== Article ==
■ ■ ■ ■

The Devastated Area (so-called because the Lassen eruption devastated the surrounding forest) is a parking lot, a bathroom, and no water.

Our turn-around point, Manzanita Lake, is a lovely spot well worth the effort to get there.  There’s a little museum and a nice store (in the summer—again, ask before riding if you’re planning on resupplying),  a flat hiking trail that circumnavigates the Lake if you want to take a short, effortless stroll, and a tree-identification loop.  For bliss, rent a canoe or kayak and paddle around the lake.

Ride back the way you came.  The large lake you see in the distance as you ride from Summit Lake to King’s Creek is Almanor.  As you near the 8500-ft summit, there’s a handy “8000 ft elevation” sign telling you you’re close (only after the snow is cleared).  From the summit it’s a wonderful 7-mile curvy descent back to the Visitor Center (if the cars stay out of your way).  Watch for gusty winds, especially around the sharp right-handers.

King's Creek meadow with Lassen in background

King’s Creek meadow with Lassen in background

Not a lush landscape

Not a lush landscape

I’ve mapped the ride so it begins at the southern end of the road, but the ride works equally well beginning from the north end.

Just to summarize: there are bathrooms at the Sulphur Works, the summit trailhead, Summit Lake, and          Manzanita   Lake,  but no guaranteed water at any of them.  If you’re riding in spring when the road has been plowed, you may be looking at 56 miles with no water re-supply.

Shortening the route:  The first obvious turn-around spot is the summit—from there, there is nothing ahead of you that’s any better than what you’ve done (or will do on the returning descent).  The descent from the summit to King’s Creek is quite good, and I usually go that far past the summit (5 more miles) and turn around there.

■ ■ ■ ■

Please write down the stretch of the route description from "King’s Creek meadow" through "the north end.", word for word. The rows that come next are from a different source than the route description.

■ ■ ■ ■

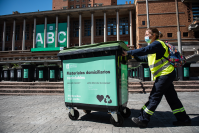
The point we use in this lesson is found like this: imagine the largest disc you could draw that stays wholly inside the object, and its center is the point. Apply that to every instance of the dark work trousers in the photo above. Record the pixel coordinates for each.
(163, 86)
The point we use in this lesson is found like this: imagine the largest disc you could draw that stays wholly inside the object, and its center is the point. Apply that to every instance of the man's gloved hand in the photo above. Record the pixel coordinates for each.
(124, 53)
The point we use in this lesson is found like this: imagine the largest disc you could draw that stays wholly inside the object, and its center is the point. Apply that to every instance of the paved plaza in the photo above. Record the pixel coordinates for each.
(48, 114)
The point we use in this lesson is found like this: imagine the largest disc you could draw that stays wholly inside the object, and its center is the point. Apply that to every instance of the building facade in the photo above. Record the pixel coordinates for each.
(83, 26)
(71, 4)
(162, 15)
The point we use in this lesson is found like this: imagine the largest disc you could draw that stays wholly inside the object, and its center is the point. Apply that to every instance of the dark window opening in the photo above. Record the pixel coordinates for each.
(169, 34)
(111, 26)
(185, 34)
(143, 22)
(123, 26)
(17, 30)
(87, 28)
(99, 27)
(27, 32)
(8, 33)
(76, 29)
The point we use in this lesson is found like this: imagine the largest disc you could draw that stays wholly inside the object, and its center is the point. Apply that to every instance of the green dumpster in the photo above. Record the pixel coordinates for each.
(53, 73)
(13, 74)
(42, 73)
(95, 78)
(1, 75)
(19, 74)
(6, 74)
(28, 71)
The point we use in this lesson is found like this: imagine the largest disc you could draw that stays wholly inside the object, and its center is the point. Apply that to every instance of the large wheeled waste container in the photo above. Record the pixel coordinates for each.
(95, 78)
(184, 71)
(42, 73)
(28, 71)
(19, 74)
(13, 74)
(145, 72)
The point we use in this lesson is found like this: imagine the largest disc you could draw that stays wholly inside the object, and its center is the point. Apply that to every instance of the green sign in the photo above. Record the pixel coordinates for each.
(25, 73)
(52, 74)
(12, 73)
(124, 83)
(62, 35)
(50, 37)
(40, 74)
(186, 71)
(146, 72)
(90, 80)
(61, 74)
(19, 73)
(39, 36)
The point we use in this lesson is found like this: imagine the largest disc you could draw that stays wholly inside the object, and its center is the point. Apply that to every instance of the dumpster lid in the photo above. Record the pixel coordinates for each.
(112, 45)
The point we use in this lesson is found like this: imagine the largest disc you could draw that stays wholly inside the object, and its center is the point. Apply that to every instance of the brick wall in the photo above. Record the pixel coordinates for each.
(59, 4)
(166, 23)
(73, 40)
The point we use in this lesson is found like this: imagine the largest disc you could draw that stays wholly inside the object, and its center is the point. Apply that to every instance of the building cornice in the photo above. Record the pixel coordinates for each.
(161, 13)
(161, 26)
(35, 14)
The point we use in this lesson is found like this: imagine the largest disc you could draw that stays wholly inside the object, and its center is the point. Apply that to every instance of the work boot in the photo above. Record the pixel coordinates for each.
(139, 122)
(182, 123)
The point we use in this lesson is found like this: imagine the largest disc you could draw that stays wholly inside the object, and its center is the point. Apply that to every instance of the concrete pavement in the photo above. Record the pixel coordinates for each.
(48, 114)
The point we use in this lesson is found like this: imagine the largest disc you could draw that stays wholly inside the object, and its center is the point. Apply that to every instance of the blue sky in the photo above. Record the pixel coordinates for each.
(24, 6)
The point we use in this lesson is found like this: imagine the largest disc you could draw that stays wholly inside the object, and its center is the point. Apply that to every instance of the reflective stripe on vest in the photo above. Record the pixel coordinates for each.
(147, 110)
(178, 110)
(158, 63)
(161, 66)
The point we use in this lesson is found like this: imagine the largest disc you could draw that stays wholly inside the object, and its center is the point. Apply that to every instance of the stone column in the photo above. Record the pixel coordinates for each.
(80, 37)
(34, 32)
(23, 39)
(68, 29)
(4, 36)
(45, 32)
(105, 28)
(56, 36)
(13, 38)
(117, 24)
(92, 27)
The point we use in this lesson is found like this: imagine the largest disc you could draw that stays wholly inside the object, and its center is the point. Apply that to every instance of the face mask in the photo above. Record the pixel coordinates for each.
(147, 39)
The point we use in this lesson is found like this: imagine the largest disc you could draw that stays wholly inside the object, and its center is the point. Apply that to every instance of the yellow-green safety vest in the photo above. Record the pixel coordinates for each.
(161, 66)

■ ■ ■ ■

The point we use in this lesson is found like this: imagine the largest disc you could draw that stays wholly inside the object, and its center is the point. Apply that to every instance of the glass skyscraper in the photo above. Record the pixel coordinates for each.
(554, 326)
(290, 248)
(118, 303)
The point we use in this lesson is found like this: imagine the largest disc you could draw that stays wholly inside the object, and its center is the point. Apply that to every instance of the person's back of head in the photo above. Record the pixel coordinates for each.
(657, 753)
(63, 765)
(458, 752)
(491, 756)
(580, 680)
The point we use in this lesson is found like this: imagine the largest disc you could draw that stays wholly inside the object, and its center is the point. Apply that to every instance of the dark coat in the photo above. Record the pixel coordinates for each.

■ ■ ■ ■

== In response ==
King’s Creek meadow with Lassen in background

Not a lush landscape

Not a lush landscape

I’ve mapped the ride so it begins at the southern end of the road, but the ride works equally well beginning from the north end.